_Provided text_:
* start *

Sunday, June 28, 2020

Photo by B.C.
NHK World, a PBS counterpart network based in Japan (community-supported and focusing on arts and science), had an interesting documentary feature last night, "Film Farming," about soil-less growing of fruit vegetables using plastic sheets made of hydrocarbons, rows and rows of them in a greenhouse acting as growing beds. The inventor's ecological goal is to stem the tide of the rapid depletion of arable land on earth -  because there's not much left of it -  and vis-a-vis saving the planet's fresh water systems - ditto - as hydrocarbons are otherwise stable molecules that sustain the plant at the cellular level from seed to maturity, and is also an organic element the borrows earth's sweetness in a micro-drop, thereby producing the real cherry in the tomato. 

Matisse, the French painter, loved sky blues and shapely figures and orange drops. At The Met Museum in New York there was a painting of his of a fishbowl on a kitchen table that playfully visualized these signature strokes and colors in the modernist style. The photos in this blog function as the cinematography of food, and they are mutually exclusive to its intended theme, metaphor, and inspiration. (Look at the pictures again through the lens/window of the title.) Cooking results from this inspiration, whether for writing or eating. Thoreau said to "suck out the marrow of life" so I draw from the nectar of my experiences inside out with words.

* end *

_Written instruction 1_: List the three things the blog post says Matisse loved.
_Written instruction 2_: Edit the blog post by writing out the passage that begins at the words "Photo by B.C." and ends after "in the tomato.", replacing "greenhouse" with "polytunnel".
_Written instruction 3_:
Answer these questions from the blog post:
(a) Which network aired the documentary feature "Film Farming"?
(b) In which museum was the Matisse painting of a fishbowl on a kitchen table?
(c) Who is quoted as saying to "suck out the marrow of life"?
The items after this sentence are separate material, unrelated to the blog post.

_Raw records_:
* start *

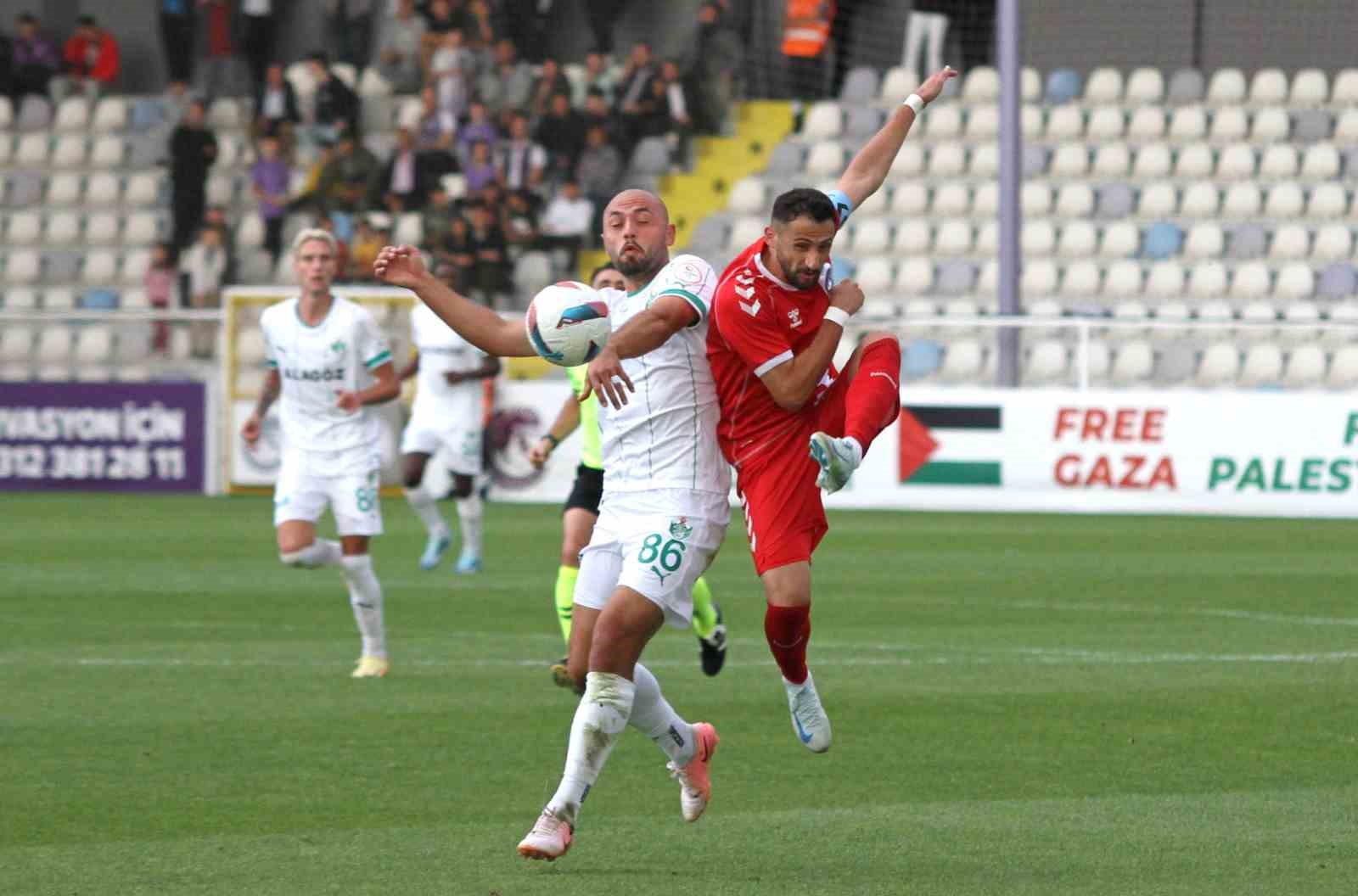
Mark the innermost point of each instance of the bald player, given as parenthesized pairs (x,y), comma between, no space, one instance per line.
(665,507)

* end *
* start *

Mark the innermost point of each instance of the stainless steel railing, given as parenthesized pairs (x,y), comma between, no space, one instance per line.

* end *
* start *

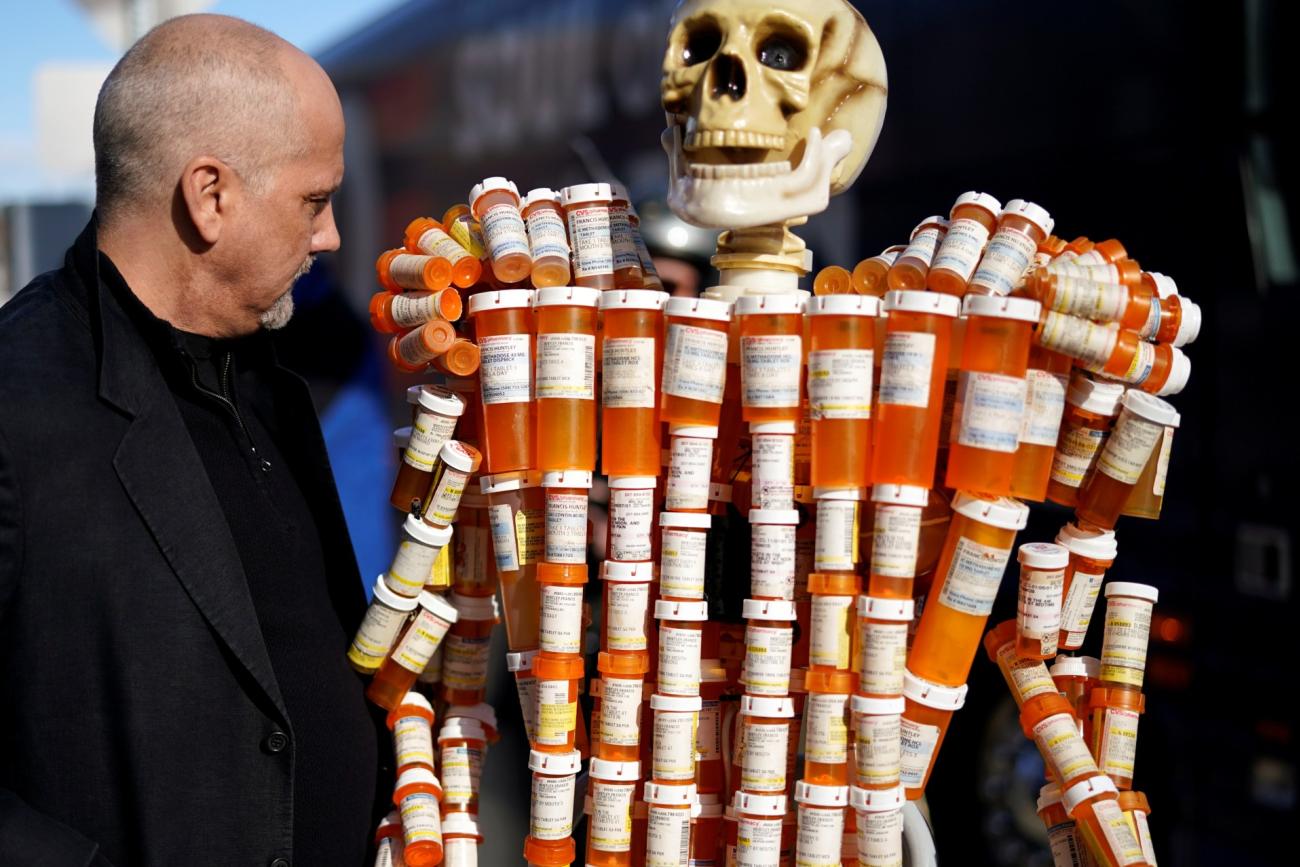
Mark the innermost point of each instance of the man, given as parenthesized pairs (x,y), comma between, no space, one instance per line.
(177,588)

* end *

_Full response 1_: sky blues, shapely figures, orange drops

_Full response 2_:
Photo by B.C.
NHK World, a PBS counterpart network based in Japan (community-supported and focusing on arts and science), had an interesting documentary feature last night, "Film Farming," about soil-less growing of fruit vegetables using plastic sheets made of hydrocarbons, rows and rows of them in a polytunnel acting as growing beds. The inventor's ecological goal is to stem the tide of the rapid depletion of arable land on earth -  because there's not much left of it -  and vis-a-vis saving the planet's fresh water systems - ditto - as hydrocarbons are otherwise stable molecules that sustain the plant at the cellular level from seed to maturity, and is also an organic element the borrows earth's sweetness in a micro-drop, thereby producing the real cherry in the tomato.

_Full response 3_:
(a) NHK World
(b) The Met Museum in New York
(c) Thoreau